- _Work required_:
Report every line of the material below that contains the string "rough". Copy each such line in full.

(Records taken from a dataset)
######

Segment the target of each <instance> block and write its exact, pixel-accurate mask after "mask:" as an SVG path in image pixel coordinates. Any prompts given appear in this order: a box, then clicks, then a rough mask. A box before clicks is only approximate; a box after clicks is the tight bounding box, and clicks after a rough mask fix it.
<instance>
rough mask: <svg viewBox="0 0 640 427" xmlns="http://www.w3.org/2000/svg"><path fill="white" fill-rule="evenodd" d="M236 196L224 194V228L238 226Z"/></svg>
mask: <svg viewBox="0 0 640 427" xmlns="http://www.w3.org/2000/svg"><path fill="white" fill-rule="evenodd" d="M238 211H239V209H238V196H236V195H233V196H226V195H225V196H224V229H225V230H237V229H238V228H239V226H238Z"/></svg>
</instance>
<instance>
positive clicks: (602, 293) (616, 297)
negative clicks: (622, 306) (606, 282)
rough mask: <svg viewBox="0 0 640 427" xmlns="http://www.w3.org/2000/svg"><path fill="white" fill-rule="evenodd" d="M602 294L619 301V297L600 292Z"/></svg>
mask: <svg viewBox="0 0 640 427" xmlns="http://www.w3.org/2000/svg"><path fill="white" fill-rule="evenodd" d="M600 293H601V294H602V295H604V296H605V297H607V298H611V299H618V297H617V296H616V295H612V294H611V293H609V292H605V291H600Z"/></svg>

######

- _Solution for this exercise_:
Segment the target of each <instance> block and write its exact, pixel-accurate mask after "mask:" as an SVG path in image pixel coordinates. Any prompts given appear in this order: a box, then clicks, then a rough mask. A box before clicks is only approximate; a box after clicks is the tight bounding box, and clicks after a rough mask fix it.
rough mask: <svg viewBox="0 0 640 427" xmlns="http://www.w3.org/2000/svg"><path fill="white" fill-rule="evenodd" d="M236 196L224 194V228L238 226Z"/></svg>
rough mask: <svg viewBox="0 0 640 427" xmlns="http://www.w3.org/2000/svg"><path fill="white" fill-rule="evenodd" d="M602 294L619 301V297L600 292Z"/></svg>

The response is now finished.